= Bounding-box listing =
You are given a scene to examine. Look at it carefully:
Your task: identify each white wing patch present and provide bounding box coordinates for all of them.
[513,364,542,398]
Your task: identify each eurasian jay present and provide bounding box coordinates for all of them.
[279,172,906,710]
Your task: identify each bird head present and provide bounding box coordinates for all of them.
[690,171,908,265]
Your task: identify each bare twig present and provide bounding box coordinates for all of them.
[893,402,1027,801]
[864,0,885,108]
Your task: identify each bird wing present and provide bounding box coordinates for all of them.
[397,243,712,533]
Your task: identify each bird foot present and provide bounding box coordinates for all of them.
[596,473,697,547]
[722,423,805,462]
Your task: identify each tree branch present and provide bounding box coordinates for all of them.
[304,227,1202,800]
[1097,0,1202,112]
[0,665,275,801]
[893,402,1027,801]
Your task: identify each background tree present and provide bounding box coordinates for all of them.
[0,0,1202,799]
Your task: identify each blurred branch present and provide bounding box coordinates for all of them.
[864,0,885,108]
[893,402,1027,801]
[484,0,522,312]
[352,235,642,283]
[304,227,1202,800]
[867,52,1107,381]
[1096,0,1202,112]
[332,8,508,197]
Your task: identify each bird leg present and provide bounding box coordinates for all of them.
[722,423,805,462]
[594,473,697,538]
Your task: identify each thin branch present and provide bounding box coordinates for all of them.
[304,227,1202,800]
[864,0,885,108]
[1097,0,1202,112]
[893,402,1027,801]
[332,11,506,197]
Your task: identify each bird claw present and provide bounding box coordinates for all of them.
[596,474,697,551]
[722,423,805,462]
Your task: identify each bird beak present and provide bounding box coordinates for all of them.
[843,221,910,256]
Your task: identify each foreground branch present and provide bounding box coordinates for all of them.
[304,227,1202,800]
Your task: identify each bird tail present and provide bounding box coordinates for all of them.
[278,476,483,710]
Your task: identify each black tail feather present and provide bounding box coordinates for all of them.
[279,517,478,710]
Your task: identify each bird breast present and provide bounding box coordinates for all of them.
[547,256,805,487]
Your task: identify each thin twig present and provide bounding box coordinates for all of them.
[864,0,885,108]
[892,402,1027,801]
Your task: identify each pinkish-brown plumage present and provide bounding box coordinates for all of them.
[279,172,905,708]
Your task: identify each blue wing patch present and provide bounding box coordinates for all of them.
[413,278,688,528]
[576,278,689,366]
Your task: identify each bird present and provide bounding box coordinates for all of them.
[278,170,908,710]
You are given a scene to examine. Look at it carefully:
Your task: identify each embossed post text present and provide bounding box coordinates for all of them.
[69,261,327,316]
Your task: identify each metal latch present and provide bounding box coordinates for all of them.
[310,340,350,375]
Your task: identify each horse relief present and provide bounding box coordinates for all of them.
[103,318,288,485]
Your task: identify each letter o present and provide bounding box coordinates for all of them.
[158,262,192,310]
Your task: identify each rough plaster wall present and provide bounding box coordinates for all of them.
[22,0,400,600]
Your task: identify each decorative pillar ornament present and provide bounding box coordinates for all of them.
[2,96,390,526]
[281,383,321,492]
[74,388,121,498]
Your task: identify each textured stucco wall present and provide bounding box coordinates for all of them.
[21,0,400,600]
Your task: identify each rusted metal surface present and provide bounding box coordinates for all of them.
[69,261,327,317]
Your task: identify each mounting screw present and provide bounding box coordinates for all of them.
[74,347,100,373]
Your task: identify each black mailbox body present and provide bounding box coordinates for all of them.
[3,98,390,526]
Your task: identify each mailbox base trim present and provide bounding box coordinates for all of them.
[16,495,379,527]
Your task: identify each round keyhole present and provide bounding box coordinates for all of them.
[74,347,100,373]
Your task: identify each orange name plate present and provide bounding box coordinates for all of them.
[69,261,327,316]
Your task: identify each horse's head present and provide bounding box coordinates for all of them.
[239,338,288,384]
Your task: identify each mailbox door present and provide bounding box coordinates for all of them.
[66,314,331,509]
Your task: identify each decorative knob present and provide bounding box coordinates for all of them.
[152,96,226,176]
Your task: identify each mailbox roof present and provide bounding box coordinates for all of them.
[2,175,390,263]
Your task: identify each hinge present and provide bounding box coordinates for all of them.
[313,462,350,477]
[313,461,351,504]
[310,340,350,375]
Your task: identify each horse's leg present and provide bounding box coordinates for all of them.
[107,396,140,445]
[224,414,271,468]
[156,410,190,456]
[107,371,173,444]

= Goal of the exercise =
Copy every line of the listing between the lines holding "Your task: identify each mounting" and "[3,98,390,526]", inclusive, and add 47 to each bounding-box coordinate.

= Result of this task =
Your task: identify each mounting screw present and provide bounding box coordinates for all of them.
[121,394,147,420]
Your task: identify each black mailbox body present and provide bounding box coordinates for all of them.
[50,145,437,573]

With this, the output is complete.